**Document passage**
◇ ◇ ◇
Indeed, this new transparency reveals a more realistic picture of what is now required for each of us to benefit from healthcare. The lengthening of Americans' lifespan and improvement in quality of life made possible by impressive advances in scientific knowledge and technology can be realized only if we make informed decisions about our healthcare, modify lifelong habits, and manage complicated medical regimens—often while ill. We must learn how to test what we're told and when to challenge our care. Thus, the new transparency imposes new obligations on us as patients while at the same time making it more difficult to satisfy these obligations.

Such demands represent a radical change from the passive patient role that has been characteristic of Americans' traditional approach to healthcare. Acquiring the knowledge, skills, and motivation and finding the time to become effectively involved in our care is not simply a matter of picking the right information off one of the 1.3 billion health-related sites now online. It requires broad recognition of our role in the success of care and a commitment on our part and the part of all those with a role in healthcare to ensure that all who seek care have the opportunity to participate in it effectively.
◇ ◇ ◇
**Exercise tasks**
- 1) According to the passage on patients' role in healthcare, how many health-related sites are now online?
- 2) Continue the passage on patients' role in healthcare from the point where it stops.

**Data excerpt**
◇ ◇ ◇
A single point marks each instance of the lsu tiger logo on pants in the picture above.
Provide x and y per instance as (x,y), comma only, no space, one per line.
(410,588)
◇ ◇ ◇
**Responses to the exercise**
- 1) 1.3 billion

- 2)
In the meantime, however, many of us have become uncertain whether our doctors know enough to ease our suffering, whether the medications they prescribe will hurt us or heal us, or if our hospital is a safe place to be cared for when we are ill. And we aren't sure where to find reliable counsel on these questions. Over time we will adapt to this new reality: we will forge a more accurate understanding of what healthcare can do and what we must do. And with this knowledge, we will recover our trust, but that trust will necessarily be more measured, tempered by the newly visible promises, limitations, and demands of American healthcare in the 21st century.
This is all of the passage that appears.